- _About this exercise_
In your reply, restate all of the records below word for word.

#### Source records ####

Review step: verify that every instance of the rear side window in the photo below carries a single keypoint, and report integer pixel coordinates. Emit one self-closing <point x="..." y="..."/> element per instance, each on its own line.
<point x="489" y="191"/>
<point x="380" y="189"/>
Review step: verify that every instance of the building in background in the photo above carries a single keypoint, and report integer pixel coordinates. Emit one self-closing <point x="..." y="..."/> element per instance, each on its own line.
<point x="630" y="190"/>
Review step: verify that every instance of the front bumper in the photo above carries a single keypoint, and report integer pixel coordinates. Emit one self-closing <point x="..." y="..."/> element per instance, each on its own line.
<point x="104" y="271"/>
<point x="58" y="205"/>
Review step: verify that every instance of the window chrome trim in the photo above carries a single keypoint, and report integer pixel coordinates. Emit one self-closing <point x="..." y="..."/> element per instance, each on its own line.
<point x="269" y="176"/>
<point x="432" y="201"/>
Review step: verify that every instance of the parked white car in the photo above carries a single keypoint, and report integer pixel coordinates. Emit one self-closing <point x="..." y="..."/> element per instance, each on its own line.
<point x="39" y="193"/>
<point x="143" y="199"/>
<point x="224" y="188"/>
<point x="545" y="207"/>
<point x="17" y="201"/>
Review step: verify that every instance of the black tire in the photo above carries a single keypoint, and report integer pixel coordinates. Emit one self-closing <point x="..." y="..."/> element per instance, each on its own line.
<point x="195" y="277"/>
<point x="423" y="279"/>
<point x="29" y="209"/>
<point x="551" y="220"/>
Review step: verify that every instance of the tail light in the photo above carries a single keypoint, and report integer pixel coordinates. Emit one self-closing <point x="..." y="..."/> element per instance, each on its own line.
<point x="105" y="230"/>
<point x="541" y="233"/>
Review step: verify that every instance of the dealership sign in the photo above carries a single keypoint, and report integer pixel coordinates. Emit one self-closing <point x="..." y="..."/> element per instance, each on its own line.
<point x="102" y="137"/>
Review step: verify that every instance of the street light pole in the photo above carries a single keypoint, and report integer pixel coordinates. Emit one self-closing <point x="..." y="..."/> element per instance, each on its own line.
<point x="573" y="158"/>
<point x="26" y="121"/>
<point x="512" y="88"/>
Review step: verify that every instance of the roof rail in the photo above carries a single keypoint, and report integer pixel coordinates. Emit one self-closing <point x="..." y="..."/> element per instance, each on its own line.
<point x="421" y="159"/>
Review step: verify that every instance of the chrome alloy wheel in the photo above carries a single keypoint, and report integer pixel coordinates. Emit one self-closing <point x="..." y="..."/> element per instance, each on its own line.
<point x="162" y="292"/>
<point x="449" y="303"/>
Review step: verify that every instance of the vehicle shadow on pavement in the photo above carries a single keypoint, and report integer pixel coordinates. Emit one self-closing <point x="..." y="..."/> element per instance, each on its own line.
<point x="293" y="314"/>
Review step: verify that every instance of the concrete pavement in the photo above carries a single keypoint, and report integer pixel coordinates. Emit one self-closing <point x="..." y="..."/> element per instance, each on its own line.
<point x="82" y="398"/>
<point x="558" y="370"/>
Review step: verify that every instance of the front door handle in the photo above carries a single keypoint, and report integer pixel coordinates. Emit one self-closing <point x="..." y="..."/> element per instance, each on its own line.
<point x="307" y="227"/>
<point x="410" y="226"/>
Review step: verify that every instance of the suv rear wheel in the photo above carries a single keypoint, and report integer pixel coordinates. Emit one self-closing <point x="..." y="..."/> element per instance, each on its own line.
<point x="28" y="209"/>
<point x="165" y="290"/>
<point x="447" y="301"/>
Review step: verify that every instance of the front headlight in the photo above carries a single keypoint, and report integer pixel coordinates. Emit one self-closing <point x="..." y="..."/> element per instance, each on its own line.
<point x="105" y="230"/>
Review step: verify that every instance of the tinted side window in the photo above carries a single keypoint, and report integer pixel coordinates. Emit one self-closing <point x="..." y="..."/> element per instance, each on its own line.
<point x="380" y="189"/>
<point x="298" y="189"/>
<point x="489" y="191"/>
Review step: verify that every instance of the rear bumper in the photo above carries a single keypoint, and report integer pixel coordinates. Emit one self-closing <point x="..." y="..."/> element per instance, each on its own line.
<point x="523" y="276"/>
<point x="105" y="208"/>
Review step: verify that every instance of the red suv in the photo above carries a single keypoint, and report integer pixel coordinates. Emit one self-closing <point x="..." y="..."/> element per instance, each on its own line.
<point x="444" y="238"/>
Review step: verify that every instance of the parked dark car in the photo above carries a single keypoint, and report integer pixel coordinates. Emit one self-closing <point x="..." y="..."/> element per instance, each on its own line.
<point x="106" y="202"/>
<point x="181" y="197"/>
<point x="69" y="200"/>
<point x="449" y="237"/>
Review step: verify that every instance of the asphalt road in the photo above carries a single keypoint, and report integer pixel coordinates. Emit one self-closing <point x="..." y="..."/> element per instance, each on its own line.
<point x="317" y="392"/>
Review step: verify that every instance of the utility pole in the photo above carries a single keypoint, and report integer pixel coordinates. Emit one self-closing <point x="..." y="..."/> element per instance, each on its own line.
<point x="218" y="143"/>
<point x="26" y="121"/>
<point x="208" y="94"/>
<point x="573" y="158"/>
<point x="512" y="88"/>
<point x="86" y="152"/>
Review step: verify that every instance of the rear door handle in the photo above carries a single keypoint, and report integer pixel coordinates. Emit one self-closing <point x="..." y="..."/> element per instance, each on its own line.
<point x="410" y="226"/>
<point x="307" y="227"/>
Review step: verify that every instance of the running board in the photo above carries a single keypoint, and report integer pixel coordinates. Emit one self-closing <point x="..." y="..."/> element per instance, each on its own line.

####

- _Output for this exercise_
Review step: verify that every instance of the rear side window in the photo below carries a single keypoint, and report integer pixel coordinates. Emit one self-closing <point x="..." y="..."/> element per instance, each on its own line.
<point x="489" y="191"/>
<point x="380" y="189"/>
Review step: verify that every instance of the building in background in the photo above carries a single keypoint, and report integer pixel coordinates. Emit one self-closing <point x="..." y="..."/> element per instance, each on its own line.
<point x="630" y="190"/>
Review step: verify that every instance of the front bumper in the photo above carries a single keypoint, and report integer pixel coordinates. Emit one self-closing <point x="..." y="..."/> element per instance, each on its own line.
<point x="104" y="271"/>
<point x="58" y="205"/>
Review step: verify that every instance of the window chrome trim in the photo above carries a single keypoint, and report integer pixel coordinates. Emit one self-closing <point x="..." y="..."/> element per instance, each on its own line.
<point x="269" y="176"/>
<point x="432" y="201"/>
Review step: verify that every instance of the parked white car in the photo above carries a single keypoint, and report integer pixel coordinates. Emit one self-closing <point x="..." y="..."/> element per instance, each on its own line.
<point x="39" y="193"/>
<point x="143" y="199"/>
<point x="224" y="188"/>
<point x="545" y="207"/>
<point x="17" y="201"/>
Review step: verify that every instance of the black tire in the photo above carries a single keypoint, and report integer pixel coordinates. Emit one self-closing <point x="..." y="..."/> element per instance, each on its own line.
<point x="195" y="277"/>
<point x="423" y="279"/>
<point x="29" y="209"/>
<point x="551" y="220"/>
Review step: verify that every instance of the tail light in the photo above carries a single keypoint, and report integer pixel coordinates. Emit one self-closing <point x="..." y="..."/> element per instance, each on its own line.
<point x="105" y="230"/>
<point x="541" y="233"/>
Review step: verify that every instance of the dealership sign in the photo above carries a single keypoint, and report integer pixel coordinates. Emit one self-closing <point x="..." y="..."/> element per instance, each on its own line.
<point x="102" y="137"/>
Review step: verify that every instance of the street light pole in the photo above carries a single keypoint, and report integer pixel coordinates. Emit one self-closing <point x="..." y="..."/> element per instance, each on its own line.
<point x="573" y="158"/>
<point x="26" y="121"/>
<point x="512" y="88"/>
Review step: verify that every instance of the roof rail in the photo above carries a single keypoint, and report integer pixel coordinates. Emit one self-closing <point x="..." y="..."/> element per instance, each on its own line.
<point x="421" y="159"/>
Review step: verify that every instance of the chrome alloy wheel in the photo above carries a single keypoint, and report integer pixel coordinates. Emit one self-closing <point x="..." y="..."/> element per instance, each on its own line.
<point x="162" y="292"/>
<point x="449" y="303"/>
Review step: verify that every instance of the vehicle shadow on pavement in the photo above carries a single keypoint, and report integer pixel coordinates. Emit one self-closing <point x="..." y="..."/> element per instance, each on its own line.
<point x="293" y="314"/>
Review step: verify that every instance of the concrete pavement in the photo above carries a single keypoint, and report integer pixel coordinates. Emit one self-closing <point x="..." y="..."/> element per instance, each on its own line.
<point x="82" y="398"/>
<point x="558" y="370"/>
Review step: verify that every instance of the front door handle in the photo above carries a single keypoint, and report integer pixel coordinates. Emit one self-closing <point x="..." y="..."/> element per instance, each on its own line.
<point x="307" y="227"/>
<point x="410" y="226"/>
Review step: verify that every instance of the suv rear wheel in the photo above carries a single keypoint, and report integer pixel coordinates. Emit one self-closing <point x="..." y="..."/> element per instance, each on its own line.
<point x="28" y="209"/>
<point x="165" y="290"/>
<point x="447" y="301"/>
Review step: verify that every instance of the front headlight in the photo above carries a single keypoint, and report integer pixel coordinates. Emit one self-closing <point x="..." y="..."/> element per instance, each on its own line.
<point x="105" y="230"/>
Review step: verify that every instance of the tinted side window in the photo above carries a single keypoint, and report integer pixel coordinates. Emit one self-closing <point x="..." y="..."/> element per instance, each on its own line.
<point x="380" y="189"/>
<point x="298" y="189"/>
<point x="489" y="191"/>
Review step: verify that every instance of the rear bumper in the photo above carries a single keypoint, and report integer pixel coordinates. Emit one self-closing <point x="..." y="..."/> element per instance, each on its own line.
<point x="523" y="276"/>
<point x="105" y="208"/>
Review step: verify that every instance of the red suv in the photo above carries a single keypoint, and report integer pixel coordinates. Emit one self-closing <point x="..." y="..."/> element per instance, each on its own line.
<point x="444" y="238"/>
Review step: verify that every instance of the parked dark car in the photo above carries a single keypoint, and report integer pixel coordinates. Emit one self-closing <point x="..." y="..."/> element per instance, each on its own line.
<point x="106" y="202"/>
<point x="181" y="197"/>
<point x="69" y="200"/>
<point x="449" y="237"/>
Review step: verify that every instance of the asphalt road in the photo above carries a single keypoint, and report integer pixel coordinates. Emit one self-closing <point x="..." y="..."/> element per instance, each on its own line.
<point x="317" y="392"/>
Review step: verify that every instance of the utility pole in the photo above carries a single keypoint, and report integer pixel coordinates. Emit one self-closing <point x="..." y="..."/> element per instance, each on its own line.
<point x="218" y="143"/>
<point x="26" y="121"/>
<point x="208" y="94"/>
<point x="573" y="158"/>
<point x="512" y="88"/>
<point x="86" y="152"/>
Review step: verify that every instance of the rear door handle in the photo above carries a single keypoint, and report integer pixel coordinates. Emit one self-closing <point x="..." y="..."/> element per instance, each on its own line.
<point x="410" y="226"/>
<point x="307" y="227"/>
Review step: verify that every instance of the running board in the photo above carries a single keypoint, and report integer pixel coordinates. Emit one self-closing <point x="..." y="..."/> element per instance, each on its own line.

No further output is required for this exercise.